== EXERCISE INSTRUCTIONS ==
Reproduce all of the material below, switching every "positive clicks" to "include points" and changing nothing else. Leave the pictures out of your answer.

====== MATERIAL SHOWN

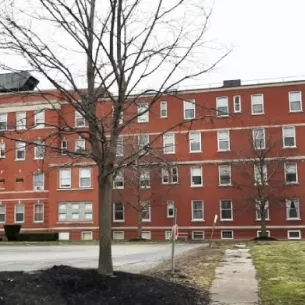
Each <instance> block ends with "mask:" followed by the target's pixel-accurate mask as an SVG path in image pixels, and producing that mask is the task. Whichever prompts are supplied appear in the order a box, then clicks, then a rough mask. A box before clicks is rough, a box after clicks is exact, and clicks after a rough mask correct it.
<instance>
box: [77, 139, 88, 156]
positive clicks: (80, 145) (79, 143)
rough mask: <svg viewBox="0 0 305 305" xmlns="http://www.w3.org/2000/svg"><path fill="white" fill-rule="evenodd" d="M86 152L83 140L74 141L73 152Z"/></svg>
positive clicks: (84, 141) (80, 139)
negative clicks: (74, 142)
mask: <svg viewBox="0 0 305 305" xmlns="http://www.w3.org/2000/svg"><path fill="white" fill-rule="evenodd" d="M85 151H86V141H85V140H84V139H78V140H75V152H76V153H83V152H85Z"/></svg>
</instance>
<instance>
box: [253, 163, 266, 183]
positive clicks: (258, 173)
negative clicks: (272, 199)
mask: <svg viewBox="0 0 305 305" xmlns="http://www.w3.org/2000/svg"><path fill="white" fill-rule="evenodd" d="M254 180H255V184H267V183H268V175H267V165H266V164H254Z"/></svg>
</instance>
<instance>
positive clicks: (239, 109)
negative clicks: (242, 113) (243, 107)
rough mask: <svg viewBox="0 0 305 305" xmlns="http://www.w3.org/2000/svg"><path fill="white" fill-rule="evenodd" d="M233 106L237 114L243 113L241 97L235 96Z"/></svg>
mask: <svg viewBox="0 0 305 305" xmlns="http://www.w3.org/2000/svg"><path fill="white" fill-rule="evenodd" d="M233 105H234V112H235V113H238V112H241V96H240V95H235V96H233Z"/></svg>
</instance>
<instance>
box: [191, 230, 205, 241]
mask: <svg viewBox="0 0 305 305" xmlns="http://www.w3.org/2000/svg"><path fill="white" fill-rule="evenodd" d="M195 233H202V238H195ZM192 240H204V231H192Z"/></svg>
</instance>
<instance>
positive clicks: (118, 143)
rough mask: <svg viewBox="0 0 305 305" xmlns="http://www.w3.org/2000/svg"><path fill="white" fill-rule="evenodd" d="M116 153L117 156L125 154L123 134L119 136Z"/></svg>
mask: <svg viewBox="0 0 305 305" xmlns="http://www.w3.org/2000/svg"><path fill="white" fill-rule="evenodd" d="M115 154H116V156H117V157H123V156H124V138H123V137H122V136H119V137H118V140H117V145H116V153H115Z"/></svg>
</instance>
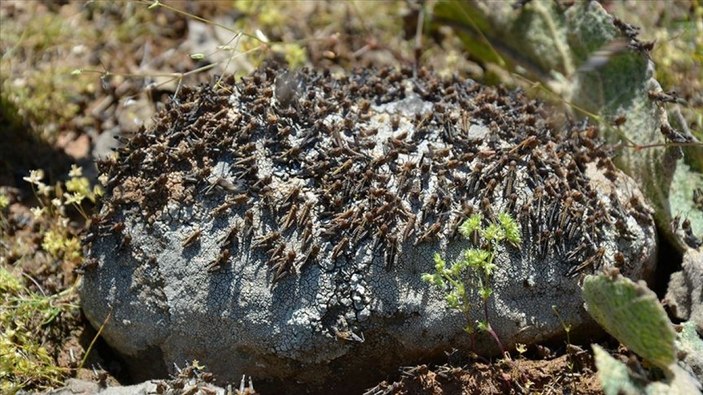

============

== TASK ANSWER ==
Each <instance> block ends with "mask:" followed by the target's pixel-accurate mask as an SVG path in image pixels, and producing that mask is the task. Whichever prompts are supplied appear in the order a box, then clicks, then a rough mask. A box before clicks is rough, a box after clicks is exact, and clicks after a rough mask correct it.
<instance>
box: [77, 139, 88, 156]
include points: (80, 145) (79, 143)
rough mask: <svg viewBox="0 0 305 305" xmlns="http://www.w3.org/2000/svg"><path fill="white" fill-rule="evenodd" d="M86 152L83 140L74 141L73 152Z"/></svg>
include points: (84, 141) (80, 139)
negative clicks: (74, 142)
mask: <svg viewBox="0 0 305 305" xmlns="http://www.w3.org/2000/svg"><path fill="white" fill-rule="evenodd" d="M85 151H86V141H85V140H84V139H78V140H75V152H76V153H83V152H85Z"/></svg>
</instance>
<instance>
box: [253, 163, 266, 183]
include points: (258, 173)
negative clicks: (272, 199)
mask: <svg viewBox="0 0 305 305" xmlns="http://www.w3.org/2000/svg"><path fill="white" fill-rule="evenodd" d="M254 180H255V184H267V183H268V175H267V165H266V164H254Z"/></svg>
</instance>
<instance>
include points: (239, 109)
negative clicks: (242, 113) (243, 107)
rough mask: <svg viewBox="0 0 305 305" xmlns="http://www.w3.org/2000/svg"><path fill="white" fill-rule="evenodd" d="M233 106L237 114L243 113L241 97L235 96Z"/></svg>
mask: <svg viewBox="0 0 305 305" xmlns="http://www.w3.org/2000/svg"><path fill="white" fill-rule="evenodd" d="M233 105H234V112H235V113H238V112H241V96H240V95H235V96H233Z"/></svg>
</instance>
<instance>
box: [191, 230, 205, 241]
mask: <svg viewBox="0 0 305 305" xmlns="http://www.w3.org/2000/svg"><path fill="white" fill-rule="evenodd" d="M195 233H202V238H195ZM192 240H204V231H192Z"/></svg>
</instance>
<instance>
include points: (118, 143)
rough mask: <svg viewBox="0 0 305 305" xmlns="http://www.w3.org/2000/svg"><path fill="white" fill-rule="evenodd" d="M116 153L117 156L125 154L123 134L119 136Z"/></svg>
mask: <svg viewBox="0 0 305 305" xmlns="http://www.w3.org/2000/svg"><path fill="white" fill-rule="evenodd" d="M115 154H116V156H117V157H123V156H124V138H123V137H122V136H119V137H118V140H117V145H116V153H115Z"/></svg>
</instance>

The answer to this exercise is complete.